ЗАДАНИЯ
- A) Изложите интервью об отношении к России в трех предложениях.
- B) Продолжите интервью об отношении к России, начав сразу после последней реплики.

ТЕКСТ
•••••

-- И все-таки на протяжении 21 года, что вы на Западе, менялось ли ваше отношение к России -- была ли она ближе, дальше, всегда равно удалена или не равно удалена, а просто всегда с вами?
-- Менялось, разумеется... Были те или иные раздражители. Но существовал и существует из всех моих ощущений и всех моих состояний по поводу возлюбленного отечества один общий знаменатель -- колоссальное чувство сострадания и жалости. Колоссально жалко людей. которые бьются с бредом, с абсурдом существования.
-- Сколько вы видите в этом причин чисто экзистенциальных, а сколько -привнесенных нашей историей, которая и вправду вобрала в себя всё в этом веке?
-- Я думаю, что это чувство продиктовано историческими обстоятельствами. Объективно экзистенциальную реальность я был бы в состоянии вынести за скобки.
-- А где, по-вашему, эта объективно экзистенциальная реальность более обнажена -- на Западе или в России?
-- Безусловно, в России. Когда вас станут выгонять из барака и ставить босиком на снег, большего обнажения представить себе невозможно.
-- Но более логичным был бы ответ: на Западе, где все лучше обустроено.
-- Я понимаю обнаженность существования буквально: как обнаженность. Еще и поэтому перемена полушарий или перемена империй, если хотите, была не столь трудной, не столь болезненной. В конце концов человек, перемещающийся с Востока на Запад, перемещается из более сложного, более сурового контекста существования в более выносимый.
-- Что вы тогда вкладываете в понятие "империя"?
-- Ну, прежде всего размах и влияние. Количество людей, вовлеченных в реальность той или иной политической системы.
-- Вы ощущаете сегодня Россию уставшей или, наоборот, страной пробудившейся, способной на некоторый прорыв в будущее?

•••••

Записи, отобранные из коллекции
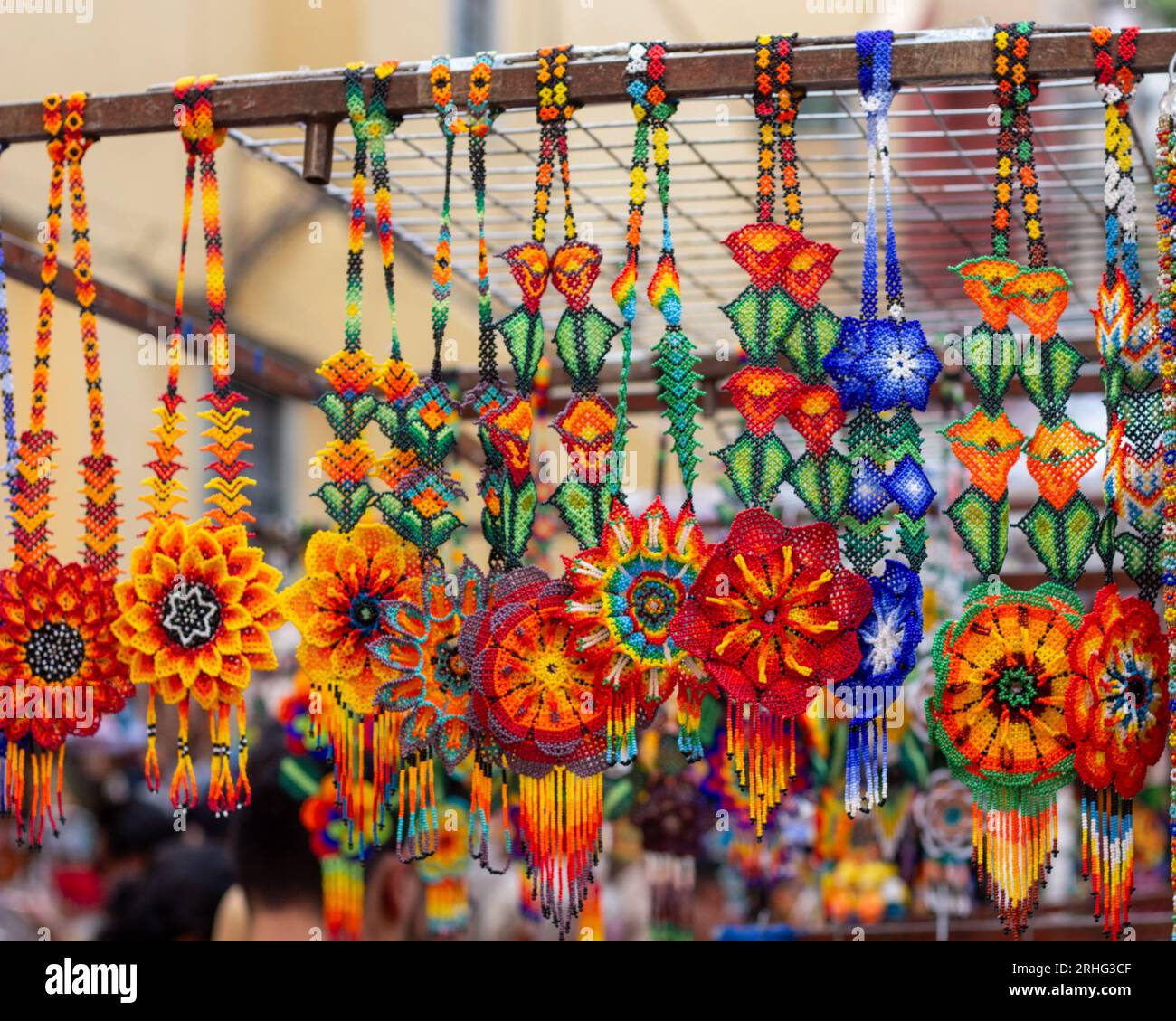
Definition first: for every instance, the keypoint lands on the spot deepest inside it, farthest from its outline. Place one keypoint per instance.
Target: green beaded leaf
(583, 507)
(756, 468)
(1049, 379)
(991, 359)
(346, 504)
(1141, 562)
(811, 336)
(983, 527)
(1062, 539)
(822, 482)
(583, 339)
(518, 504)
(524, 335)
(760, 319)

•••••

ОТВЕТЫ К ЗАДАНИЯМ
- A) За 21 год на Западе отношение интервьюируемого к России менялось, но неизменным оставалось колоссальное чувство сострадания и жалости к людям, которые бьются с абсурдом существования. Это чувство, по его словам, продиктовано историческими обстоятельствами, а обнаженность существования он считает безусловно большей в России, поэтому переход с Востока на Запад, из более сурового контекста в более выносимый, был не столь болезненным. Под империей он понимает прежде всего размах, влияние и количество людей, вовлеченных в реальность политической системы.

- B)
-- Вы спрашиваете меня, поэтому я отвечаю совершенно субъективно. Нет, это страна, которая в будущее не ориентирована. Все, что будет происходить, произойдет, как бы сказать, невольно и в сильной степени противу желания людей. Будет продиктовано не столько видением, концепцией, не говоря уж о диалоге с миром, сколько необходимостью. Повседневной жизнью. У России была возможность стать чем-то иным в этом столетии. Была бы возможность -- если бы революция 17-го произошла на тридцать лет позже, если бы индустриализация, начавшаяся на рубеже веков, получила развитие и некая широкая промышленная база с коммуникациями и всеми прочими делами была бы унаследована новой политической системой. Но этого не произошло. Дело в том, что видение общества, жертвами которого оказались жители Европы и России и особенности. -- основание этого видения, этой концепции социалистической заложили люди типа Гегеля, типа Маркса, и это были городские умы, городские мальчики. И когда они говорили об обществе, они видели не все общество, они видели город. Когда они говорили о прогрессивных силах в обществе, они имели в виду пролетариат. О консервативных -- деревню. Но делить общество на прогрессивные и консервативные силы для социального реформатора, для социального мыслителя просто преступно. Глупо. Нельзя устанавливать иерархию между людьми. В результате возникла довольно диковинная ситуация -- не только в России, уверяю вас, -- возникла совершенно замечательная пирамида общества, на основание которой никто не обращал внимания. И кончилось тем, чем это кончилось, -- в России прежде всего пирамида осела.
-- Все это звучит для нас слишком актуально. Похоже, мы снова пошли тем же путем, и основной общественный конфликт в сознании, да и в реальности, очерчен как конфликт демократических и антиреформаторских сил. Вы думаете, мы снова впадаем в грех?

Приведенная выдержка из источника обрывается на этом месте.